Dataset rows on where objects appear:
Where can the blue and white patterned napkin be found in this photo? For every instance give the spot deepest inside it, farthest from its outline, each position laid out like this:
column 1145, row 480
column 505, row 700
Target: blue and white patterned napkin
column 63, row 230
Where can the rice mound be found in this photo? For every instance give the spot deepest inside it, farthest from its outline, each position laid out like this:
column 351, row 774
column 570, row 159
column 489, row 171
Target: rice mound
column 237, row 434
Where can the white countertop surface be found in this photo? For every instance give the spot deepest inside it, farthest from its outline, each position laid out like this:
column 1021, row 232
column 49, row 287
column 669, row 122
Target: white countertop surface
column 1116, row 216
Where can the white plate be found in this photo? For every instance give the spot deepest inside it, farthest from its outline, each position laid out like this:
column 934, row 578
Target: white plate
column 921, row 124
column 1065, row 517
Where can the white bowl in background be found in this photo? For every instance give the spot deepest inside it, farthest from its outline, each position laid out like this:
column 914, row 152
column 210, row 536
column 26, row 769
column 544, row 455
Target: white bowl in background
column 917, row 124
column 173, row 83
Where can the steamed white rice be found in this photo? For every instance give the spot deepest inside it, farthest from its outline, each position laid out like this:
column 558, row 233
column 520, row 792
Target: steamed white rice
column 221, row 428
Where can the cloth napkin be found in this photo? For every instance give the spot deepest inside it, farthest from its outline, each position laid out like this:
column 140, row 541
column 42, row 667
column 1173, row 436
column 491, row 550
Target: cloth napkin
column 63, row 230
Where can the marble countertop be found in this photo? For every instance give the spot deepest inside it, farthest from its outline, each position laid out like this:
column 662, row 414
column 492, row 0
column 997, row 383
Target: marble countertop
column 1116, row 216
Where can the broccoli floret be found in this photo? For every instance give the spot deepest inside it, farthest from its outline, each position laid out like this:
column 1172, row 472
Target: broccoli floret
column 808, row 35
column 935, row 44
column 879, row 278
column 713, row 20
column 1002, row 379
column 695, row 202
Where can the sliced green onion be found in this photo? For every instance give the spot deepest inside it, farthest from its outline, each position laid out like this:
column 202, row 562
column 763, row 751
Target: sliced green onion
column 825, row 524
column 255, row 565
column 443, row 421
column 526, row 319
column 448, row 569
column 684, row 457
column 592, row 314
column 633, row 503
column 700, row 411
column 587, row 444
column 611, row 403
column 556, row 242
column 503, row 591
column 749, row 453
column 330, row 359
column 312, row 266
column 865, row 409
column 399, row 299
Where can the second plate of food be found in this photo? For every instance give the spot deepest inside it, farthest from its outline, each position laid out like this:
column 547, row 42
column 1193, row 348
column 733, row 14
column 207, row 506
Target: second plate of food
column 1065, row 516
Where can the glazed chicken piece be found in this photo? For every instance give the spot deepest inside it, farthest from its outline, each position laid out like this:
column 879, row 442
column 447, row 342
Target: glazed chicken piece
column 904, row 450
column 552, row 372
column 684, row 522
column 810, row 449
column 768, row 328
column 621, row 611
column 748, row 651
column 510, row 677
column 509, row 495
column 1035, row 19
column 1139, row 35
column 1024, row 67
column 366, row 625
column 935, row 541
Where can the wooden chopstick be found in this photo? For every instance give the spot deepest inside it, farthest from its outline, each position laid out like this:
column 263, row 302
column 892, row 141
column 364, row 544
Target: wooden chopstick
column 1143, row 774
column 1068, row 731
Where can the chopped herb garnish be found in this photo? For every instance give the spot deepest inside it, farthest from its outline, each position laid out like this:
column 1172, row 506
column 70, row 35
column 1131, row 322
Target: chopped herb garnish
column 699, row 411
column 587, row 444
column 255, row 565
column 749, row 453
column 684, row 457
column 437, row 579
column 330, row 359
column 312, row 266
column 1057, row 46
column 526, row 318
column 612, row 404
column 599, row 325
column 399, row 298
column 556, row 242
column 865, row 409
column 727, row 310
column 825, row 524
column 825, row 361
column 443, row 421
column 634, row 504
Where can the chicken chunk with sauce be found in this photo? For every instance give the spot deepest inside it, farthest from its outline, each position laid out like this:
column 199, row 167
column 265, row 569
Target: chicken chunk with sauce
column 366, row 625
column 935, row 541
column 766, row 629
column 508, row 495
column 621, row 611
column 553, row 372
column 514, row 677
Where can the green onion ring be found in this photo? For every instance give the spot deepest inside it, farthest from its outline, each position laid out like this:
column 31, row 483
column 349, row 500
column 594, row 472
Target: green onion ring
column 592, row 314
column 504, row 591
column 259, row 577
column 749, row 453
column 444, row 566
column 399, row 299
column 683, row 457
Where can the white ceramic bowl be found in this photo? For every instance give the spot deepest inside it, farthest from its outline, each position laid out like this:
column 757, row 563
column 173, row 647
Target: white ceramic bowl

» **INSTRUCTIONS TO FOLLOW**
Extract, unchanged, the closing run of lines that opens with the line containing "Where can the white ceramic" and ends with the last line.

» **WRITTEN SOLUTION**
Where can the white ceramic bowl be found in this photo? For every instance give the spot deepest inside it, farthest from its outline, each position laid out like this:
column 757, row 563
column 173, row 647
Target: white ceramic bowl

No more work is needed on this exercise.